BEGIN

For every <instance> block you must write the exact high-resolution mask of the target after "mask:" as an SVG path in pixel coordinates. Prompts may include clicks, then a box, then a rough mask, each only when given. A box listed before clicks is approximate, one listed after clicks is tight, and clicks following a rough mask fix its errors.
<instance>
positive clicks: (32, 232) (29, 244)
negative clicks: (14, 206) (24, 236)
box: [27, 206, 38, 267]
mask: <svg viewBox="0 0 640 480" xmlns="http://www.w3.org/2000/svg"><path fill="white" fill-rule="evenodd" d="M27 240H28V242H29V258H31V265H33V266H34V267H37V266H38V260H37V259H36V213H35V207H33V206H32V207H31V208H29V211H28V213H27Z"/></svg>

END

▶ [TASK OBJECTIVE]
Word for word, quote all of the data above.

▶ [EXERCISE ANSWER]
For every <instance> block you must write the exact high-resolution mask of the target after "mask:" as an SVG path in pixel coordinates. Prompts may include clicks, then a box, then a rough mask, each only when given. A box listed before clicks is approximate, one listed after clicks is tight, and clicks following a rough mask fix its errors.
<instance>
positive clicks: (32, 232) (29, 244)
negative clicks: (14, 206) (24, 236)
box: [27, 206, 38, 267]
mask: <svg viewBox="0 0 640 480" xmlns="http://www.w3.org/2000/svg"><path fill="white" fill-rule="evenodd" d="M27 240H28V242H29V258H31V265H33V266H34V267H37V266H38V260H37V259H36V213H35V207H33V206H32V207H31V208H29V211H28V213H27Z"/></svg>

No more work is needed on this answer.